(Saved entries)
--------------------------------------------------

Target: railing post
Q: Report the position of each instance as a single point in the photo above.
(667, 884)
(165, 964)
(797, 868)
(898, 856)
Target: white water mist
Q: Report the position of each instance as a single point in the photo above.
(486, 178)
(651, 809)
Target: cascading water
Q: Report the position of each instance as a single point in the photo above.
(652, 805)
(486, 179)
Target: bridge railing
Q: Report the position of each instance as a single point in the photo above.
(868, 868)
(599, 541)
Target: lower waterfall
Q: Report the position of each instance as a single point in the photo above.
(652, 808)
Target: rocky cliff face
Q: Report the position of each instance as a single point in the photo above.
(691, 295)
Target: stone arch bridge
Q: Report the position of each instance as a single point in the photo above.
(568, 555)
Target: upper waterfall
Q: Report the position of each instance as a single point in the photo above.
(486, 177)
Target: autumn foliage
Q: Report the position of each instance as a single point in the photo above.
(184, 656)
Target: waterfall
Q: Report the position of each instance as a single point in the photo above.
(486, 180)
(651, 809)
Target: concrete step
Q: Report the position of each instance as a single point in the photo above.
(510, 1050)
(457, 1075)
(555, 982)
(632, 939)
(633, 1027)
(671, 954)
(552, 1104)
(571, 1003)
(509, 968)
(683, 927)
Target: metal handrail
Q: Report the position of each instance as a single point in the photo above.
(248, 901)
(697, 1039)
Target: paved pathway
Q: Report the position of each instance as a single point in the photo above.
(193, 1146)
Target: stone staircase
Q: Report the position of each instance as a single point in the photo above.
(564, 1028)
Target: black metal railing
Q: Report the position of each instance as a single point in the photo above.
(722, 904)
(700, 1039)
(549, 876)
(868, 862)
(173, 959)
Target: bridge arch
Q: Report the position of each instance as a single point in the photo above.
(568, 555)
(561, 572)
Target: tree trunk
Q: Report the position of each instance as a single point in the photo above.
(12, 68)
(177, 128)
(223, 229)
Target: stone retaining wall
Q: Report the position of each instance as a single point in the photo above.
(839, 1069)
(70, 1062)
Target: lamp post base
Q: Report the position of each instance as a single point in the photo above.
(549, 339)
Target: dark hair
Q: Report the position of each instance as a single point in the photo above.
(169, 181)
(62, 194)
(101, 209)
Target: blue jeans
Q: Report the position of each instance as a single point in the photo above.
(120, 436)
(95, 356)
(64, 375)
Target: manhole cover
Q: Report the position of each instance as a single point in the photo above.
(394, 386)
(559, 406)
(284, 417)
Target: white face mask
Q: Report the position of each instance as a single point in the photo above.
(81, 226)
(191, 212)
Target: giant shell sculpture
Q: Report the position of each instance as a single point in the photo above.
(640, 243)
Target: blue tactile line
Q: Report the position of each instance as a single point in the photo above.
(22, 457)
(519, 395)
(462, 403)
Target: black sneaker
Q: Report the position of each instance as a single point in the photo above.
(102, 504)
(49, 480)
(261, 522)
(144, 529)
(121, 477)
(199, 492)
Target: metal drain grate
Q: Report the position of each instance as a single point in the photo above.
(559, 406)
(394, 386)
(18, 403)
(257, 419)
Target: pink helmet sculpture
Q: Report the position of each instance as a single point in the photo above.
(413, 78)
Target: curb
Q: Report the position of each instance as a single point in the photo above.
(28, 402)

--------------------------------------------------

## Your task
Up to and including the line that contains "Target: cascading water", output the records above exactly, beginning with their first line.

## Answer space
Target: railing post
Q: Report the position of each instance as a single point in the photo above.
(667, 884)
(165, 964)
(797, 868)
(898, 856)
Target: white water mist
Q: Report the position of each instance as a single point in the photo above.
(486, 178)
(651, 809)
Target: cascading water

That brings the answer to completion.